> _Übungsaufgaben_
a) Zitiere aus dem Forumsauszug zu 953er-Stahl wörtlich die Stelle von „Auf der Reynolds“ bis einschließlich „rostfrei zu sein.“.
b) Setze den Forumsauszug zu 953er-Stahl im Anschluss an seinen letzten Satz fort.

> _Textauszug_
▽
Kann jamand was zu Korrosionsbeständigkeit von 953 sagen? Ich wollte den Rahmen wenn dann ohne Lack nehmen.....


----------



## zingel (21. August 2009)

auf dem Sticker steht *"stainless"* ...das sollte einiges erklären.


----------



## Catsoft (21. August 2009)

Auf der Reynolds HP steht was von Rost möglich durch Schweiß  Ich wüst gern ob das nur eine Absicherung ist und wie sich das im echten Leben verhält


----------



## cone-A (21. August 2009)

Die meisten Rahmenbauer lackieren die 953er doch an den Rohrverbindungen.

Scheint also doch nicht komplett rostfrei zu sein.

Gruß cone-A


----------



## Blumenhummer (21. August 2009)

zingel schrieb:


> das sollte einiges erklären.



Einiges schon, aber eben nicht alles.

Wieviel Alkohol enthält alkoholfreies Bier? Wieviel Alkohol enthält Fruchtsaft?

"Alkoholarm"/"Rostarm" wäre in vielen Fällen das passendere Adjektiv. Dummerweise sind diese Varianten nicht unbedingt verkaufsfördernd...


----------



## MTB-News.de




----------



## zingel (21. August 2009)

oha! ...dann sind die zu wenig hoch legiert und rösteln einfach etwas langsamer? Dann hätte der Rohrsatz das "stainless" aber nicht verdient, denn in der technik wird stainless als rostfrei übersetzt.


----------



## Catsoft (21. August 2009)

zingel schrieb:


> oha! ...dann sind die zu wenig hoch legiert und rösteln einfach etwas langsamer? Dann hätte der Rohrsatz das "stainless" aber nicht verdient, denn in der technik wird stainless als rostfrei übersetzt.
△
> _Datenzeilen_
▽
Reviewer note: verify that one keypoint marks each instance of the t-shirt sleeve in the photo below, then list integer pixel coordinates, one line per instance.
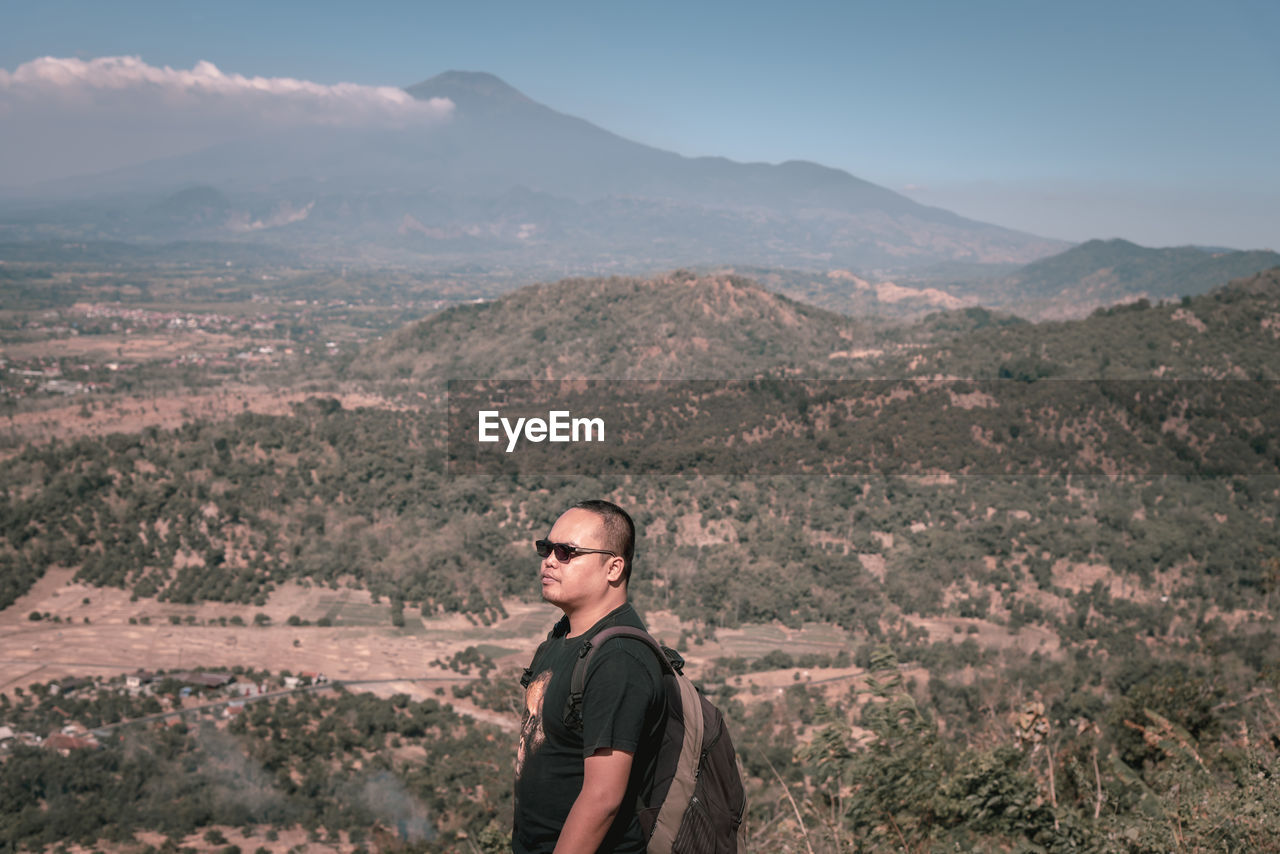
(621, 688)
△
> _Lösungen_
a)
Auf der Reynolds HP steht was von Rost möglich durch Schweiß  Ich wüst gern ob das nur eine Absicherung ist und wie sich das im echten Leben verhält


----------



## cone-A (21. August 2009)

Die meisten Rahmenbauer lackieren die 953er doch an den Rohrverbindungen.

Scheint also doch nicht komplett rostfrei zu sein.

b)
Und ich fragte nach ERFAHRUNGEN


----------



## nebeljäger (21. August 2009)

Catsoft schrieb:


> Und ich fragte nach ERFAHRUNGEN



da wirst du sicher von total rostfrei bis rostlaube hören.....

diese FAQ sollte einiges beantworten. 

Ich sprach mal mit Drew von Engin, der meinte das Rohrverbindungen bei 953er geschützt gehören...egal ob brazed oder welded...

übringens find ich den neuen Webauftritt von Engin sehr ansprechend:

http://www.engincycles.com/


----------



## Blumenhummer (21. August 2009)

Die Engins sind überhaupt sehr ansprechend...


----------



## nopain-nogain (21. August 2009)

voll prono! aber bitte kein plastik (stuetze) sonst echt jummy


----------



## Blumenhummer (21. August 2009)

Die Plastikstütze geht in der Tat gar nicht...

Eine hübschere Kurbel wäre auch fein...


----------



## Nordpol (24. August 2009)

Hallo,

weiß jemand was der Rahmen von Germans kostet.
"Germans Team Extreme"
und die neue Stargabel, "Team Retro"


Gruss Ulli


----------



## Blumenhummer (24. August 2009)

Ups, wo ist denn die Preisliste hin?


----------



## Nordpol (24. August 2009)

...auf deren Hompage ist sie jedenfalls nicht.


----------



## Blumenhummer (24. August 2009)

Nordpol schrieb:


> ...auf deren Hompage ist sie jedenfalls nicht.



Yep, nicht mehr. Früher war sie dort zu finden...


----------



## MTB-News.de




----------



## Nordpol (24. August 2009)

...hab mal ne Mail geschickt, und eine schnelle Antwort bekommen.

Team Extreme Rahmen 995,-
Gabel 139,-
Jeweils Farbe auf Wunsch.
Mit freundlichen Grüßen,
German Möhren.

Das ist doch mal was, schneller Service.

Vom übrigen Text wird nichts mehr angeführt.